_Provided material_:
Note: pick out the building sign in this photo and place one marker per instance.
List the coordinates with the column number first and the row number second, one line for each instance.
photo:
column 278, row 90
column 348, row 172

_Your task_: Your task is to reproduce the full listing exactly.

_Response to this task_:
Note: pick out the building sign in this photo and place one marker per instance.
List the coordinates with the column number first and the row number second, one line for each instance.
photo:
column 278, row 90
column 348, row 172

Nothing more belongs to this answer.